#### What is required
Set down, unchanged, every line of the items from the line containing "Report the position of every instance of the white hair" through the line containing "pixel 856 264", including both of those lines.

=== Task input ===

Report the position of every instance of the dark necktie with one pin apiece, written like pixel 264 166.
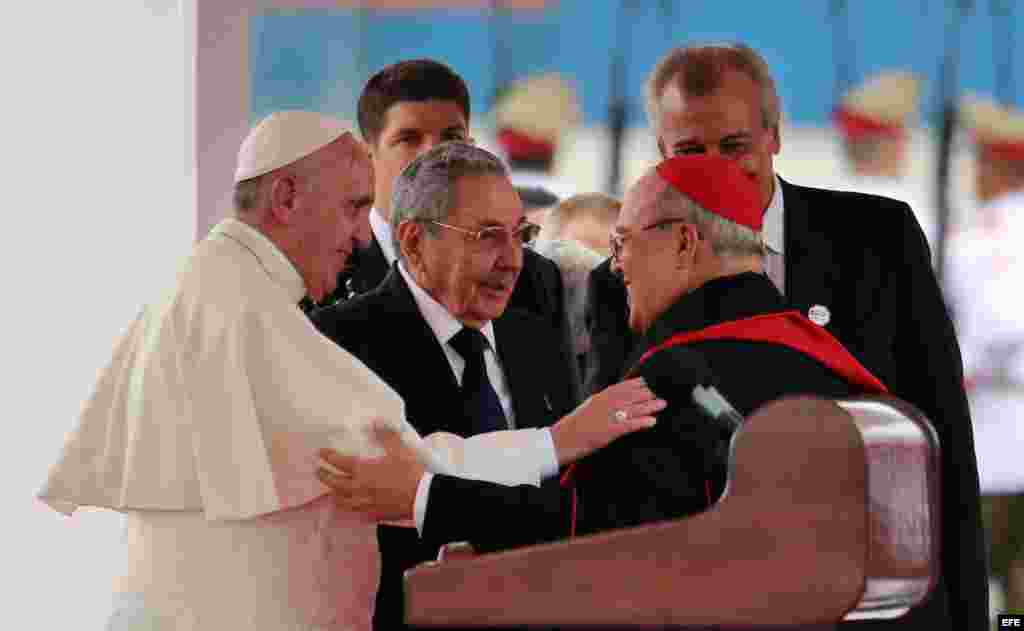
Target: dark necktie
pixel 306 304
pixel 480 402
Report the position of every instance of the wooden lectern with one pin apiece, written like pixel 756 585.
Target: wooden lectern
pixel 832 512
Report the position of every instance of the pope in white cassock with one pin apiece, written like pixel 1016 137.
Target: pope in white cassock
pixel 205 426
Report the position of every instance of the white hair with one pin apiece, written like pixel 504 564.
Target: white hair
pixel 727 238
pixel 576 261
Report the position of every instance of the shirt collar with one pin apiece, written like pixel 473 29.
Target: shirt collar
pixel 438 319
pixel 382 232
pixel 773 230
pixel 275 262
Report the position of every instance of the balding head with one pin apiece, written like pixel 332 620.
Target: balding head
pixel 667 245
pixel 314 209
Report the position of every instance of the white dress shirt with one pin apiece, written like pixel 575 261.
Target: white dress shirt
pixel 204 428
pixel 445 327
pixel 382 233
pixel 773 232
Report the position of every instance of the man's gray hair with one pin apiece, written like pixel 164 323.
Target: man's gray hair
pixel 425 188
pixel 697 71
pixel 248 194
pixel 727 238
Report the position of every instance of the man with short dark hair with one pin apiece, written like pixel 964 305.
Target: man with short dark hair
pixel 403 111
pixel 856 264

===
=== Task input ===

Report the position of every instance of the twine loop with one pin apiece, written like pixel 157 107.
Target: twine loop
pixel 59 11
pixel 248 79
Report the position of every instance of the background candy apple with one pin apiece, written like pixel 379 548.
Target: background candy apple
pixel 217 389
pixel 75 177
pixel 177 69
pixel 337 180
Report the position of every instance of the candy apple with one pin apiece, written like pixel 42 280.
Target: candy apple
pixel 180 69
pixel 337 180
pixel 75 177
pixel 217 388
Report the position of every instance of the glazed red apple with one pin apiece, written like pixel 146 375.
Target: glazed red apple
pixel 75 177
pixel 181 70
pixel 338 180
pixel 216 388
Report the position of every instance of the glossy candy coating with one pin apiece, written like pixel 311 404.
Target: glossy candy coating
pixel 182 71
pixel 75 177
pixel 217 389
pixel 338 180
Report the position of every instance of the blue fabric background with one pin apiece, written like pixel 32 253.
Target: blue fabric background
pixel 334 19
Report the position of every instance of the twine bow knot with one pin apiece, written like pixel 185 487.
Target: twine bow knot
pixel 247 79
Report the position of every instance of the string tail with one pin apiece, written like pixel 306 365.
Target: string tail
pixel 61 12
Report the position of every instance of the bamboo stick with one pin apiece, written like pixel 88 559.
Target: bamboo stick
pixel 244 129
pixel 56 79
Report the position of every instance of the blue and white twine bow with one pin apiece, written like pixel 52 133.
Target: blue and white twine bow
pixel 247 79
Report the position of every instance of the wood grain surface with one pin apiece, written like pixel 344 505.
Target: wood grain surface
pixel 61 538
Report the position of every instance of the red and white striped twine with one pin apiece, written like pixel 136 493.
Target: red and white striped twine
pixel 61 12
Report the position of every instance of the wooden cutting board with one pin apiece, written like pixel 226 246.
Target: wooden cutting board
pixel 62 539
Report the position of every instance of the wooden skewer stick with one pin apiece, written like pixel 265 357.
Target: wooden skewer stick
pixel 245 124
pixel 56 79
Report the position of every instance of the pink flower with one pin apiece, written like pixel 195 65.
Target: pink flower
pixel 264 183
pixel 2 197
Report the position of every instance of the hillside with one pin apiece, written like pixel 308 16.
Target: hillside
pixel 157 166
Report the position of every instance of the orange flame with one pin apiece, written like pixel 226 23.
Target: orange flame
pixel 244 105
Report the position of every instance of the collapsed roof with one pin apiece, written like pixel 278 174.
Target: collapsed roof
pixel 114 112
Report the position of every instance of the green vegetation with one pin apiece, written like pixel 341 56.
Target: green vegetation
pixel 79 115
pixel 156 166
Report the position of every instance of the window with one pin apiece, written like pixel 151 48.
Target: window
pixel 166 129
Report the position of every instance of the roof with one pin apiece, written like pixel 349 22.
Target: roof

===

#### Written response
Report the position of every instance of the white hair with one pin apiece, written like pixel 504 564.
Target: white hair
pixel 727 238
pixel 576 261
Report the position of every instance of the shirt collar with one pin apiece, written like pixel 473 29.
Target: shirt collar
pixel 438 319
pixel 382 232
pixel 773 230
pixel 275 262
Report the position of every instance of the balding head with one pin apiece, written like pixel 332 620.
Target: balding head
pixel 667 245
pixel 314 209
Report the position of every instance of the white dress shirt with one pin apiece, written like pixel 575 261.
Target: white dress shirt
pixel 204 428
pixel 445 327
pixel 382 233
pixel 773 232
Report the position of every instance of the man's gray hair with one pin apiece, written like pixel 164 323.
Target: man's gray hair
pixel 425 188
pixel 697 71
pixel 248 194
pixel 727 238
Report the position of every instance of the man with short dark hair with one pin apiece, written like pixel 964 305.
Target: man with short dark hair
pixel 403 111
pixel 856 264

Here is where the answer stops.